Visualizing CNN decisions

はじめに

Grad-CAMについて。
github.com
上記サイトのコードに少し変更を加えた。
gluoncvを使っているので少し短くなっている。

環境

Windows10 Pro
Python 3.7.5
GPUなし
certifi==2019.9.11
chardet==3.0.4
cycler==0.10.0
gluoncv==0.5.0
graphviz==0.8.4
idna==2.6
kiwisolver==1.1.0
matplotlib==3.1.1
mxnet==1.6.0b20191004
numpy==1.16.5
opencv-python==4.1.1.26
Pillow==6.2.0
pyparsing==2.4.2
python-dateutil==2.8.0
requests==2.18.4
scipy==1.3.1
six==1.12.0
tqdm==4.36.1
urllib3==1.22

コード

  • gradcam.py
import mxnet as mx
import mxnet.ndarray as nd

from mxnet import gluon
from mxnet import autograd
from mxnet.gluon import nn

import numpy as np
import cv2

class ReluOp(mx.operator.CustomOp):
    """Modified ReLU as described in section 3.4 in https://arxiv.org/abs/1412.6806.
    This is used for guided backpropagation to get gradients of the image w.r.t activations.
    This Operator will do a regular backpropagation if `guided_backprop` is set to False
    and a guided packpropagation if `guided_backprop` is set to True. Check gradcam_demo.py
    for an example usage."""

    guided_backprop = False

    def forward(self, is_train, req, in_data, out_data, aux):
        x = in_data[0]
        y = nd.maximum(x, nd.zeros_like(x))

小問 a: 抜粋のうち、「from mxnet import gluon」を含む語句で始まり「3.4 in https://arxiv.org/abs/1412.6806.」で終わる部分を、一字一句変えずに出力してください。
この抜粋と次のレコードは互いに無関係です。

所与のデータ:
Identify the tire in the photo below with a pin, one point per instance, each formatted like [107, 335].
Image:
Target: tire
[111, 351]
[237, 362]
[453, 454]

小問 b: 上のレコードの全行を、一字一句変えずにそのまま返してください。

解答 a:
from mxnet import gluon
from mxnet import autograd
from mxnet.gluon import nn

import numpy as np
import cv2

class ReluOp(mx.operator.CustomOp):
    """Modified ReLU as described in section 3.4 in https://arxiv.org/abs/1412.6806.

解答 b:
Identify the tire in the photo below with a pin, one point per instance, each formatted like [107, 335].
Image:
Target: tire
[111, 351]
[237, 362]
[453, 454]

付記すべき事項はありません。